-- Given text follows --

B. Representations, Warranties and Covenants of the Company

The Company represents, warrants, covenants and agrees that:

    1. The Company is, and on the Closing Date and on any Over-Allotment Closing Date it will be, a Foreign Issuer (but it is not obligated to remain a Foreign Issuer and may in the future engage in transactions that could cause the Company not to be a foreign issuer) and reasonably believes that there is no Substantial U.S. Market Interest with respect to the Common Shares.
    1. The Company is not, and as a result of the sale of the Offered Shares contemplated hereby and the application of the proceeds of the Offering, will not be, registered or required to be registered as an investment company under the United States Investment Company Act of 1940, as amended.
    1. Except with respect to offers and sales in accordance with this Schedule A to Qualified Institutional Buyers in reliance on Rule 144A and applicable exemptions from the registration requirements of the securities laws of any state of the United States, neither the Company nor any of its affiliates, nor any person acting on their behalf (other than the Underwriters, their respective affiliates (including their U.S. Affiliates), Selling Firms, or any person acting on behalf of any of the foregoing, in respect of which no representation, covenant, agreement or warranty is made), has made or will make: (A) any offer to sell, or any solicitation of an offer to buy, any Offered Shares to a person in the United States; or (B) any sale of the Offered Shares unless, at the time the buy order was or will have been originated, the purchaser is (i) outside the United States or (ii) the Company, its affiliates, and any person acting on their behalf reasonably believe that the purchaser is outside the United States;
    1. Neither the Company nor any of its affiliates, nor any person acting on any of their behalf (other than the Underwriters, their respective affiliates (including their U.S. Affiliates), Selling Firms, or any person acting on behalf of any of the foregoing, in respect of which no representation, covenant, agreement or warranty is made), has engaged or will engage in any Directed Selling Efforts with respect to the Offered Shares or in any form of General Solicitation or General Advertising with respect to offers or sales of the Offered Shares in the United States, or any conduct involving a public offering within the meaning of Section 4(a)(2) of the U.S. Securities Act in connection with any offer or sale of the Offered Shares in the United States.
    1. The Offered Shares are not, and will not be, and no securities of the same class as any of the Offered Shares are or will be, as of the Closing Time (i) listed on a national securities exchange in the United States registered under Section 6 of the U.S. Exchange Act; (ii) quoted in a "U.S. automated inter-dealer quotation system", as such term is used in the U.S. Exchange Act; or (iii) convertible or exchangeable at an effective conversion premium (calculated as specified in paragraph (a)(6) of Rule 144A) of less than ten percent for securities so listed or quoted.
    1. Neither the Company nor any of its affiliates, nor any person acting on any of their behalf has engaged or will engage in any violation of Regulation M under the U.S. Exchange Act in connection with this offering.

-- Given text concluded --
-- Given material follows --

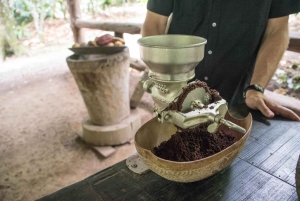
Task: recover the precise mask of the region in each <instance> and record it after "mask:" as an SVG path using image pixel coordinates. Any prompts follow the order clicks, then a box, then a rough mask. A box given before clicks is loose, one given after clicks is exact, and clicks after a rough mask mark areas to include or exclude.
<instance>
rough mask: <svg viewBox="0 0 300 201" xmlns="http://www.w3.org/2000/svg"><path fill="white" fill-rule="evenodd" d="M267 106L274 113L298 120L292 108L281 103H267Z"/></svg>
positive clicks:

-- Given material concluded --

What to do :: Decide whether each statement agrees with the Company representations text, answering yes or no and quoting the deciding words of the text exactly. 1. The Company is obligated to remain a Foreign Issuer. 2. The Company will not be registered as an investment company as a result of the sale of the Offered Shares. 3. The conversion premium threshold named in the text is fifteen percent.

Exercise answer ::
1. No: "but it is not obligated to remain a Foreign Issuer"
2. Yes: "will not be, registered or required to be registered as an investment company under the United States Investment Company Act of 1940, as amended"
3. No: "of less than ten percent"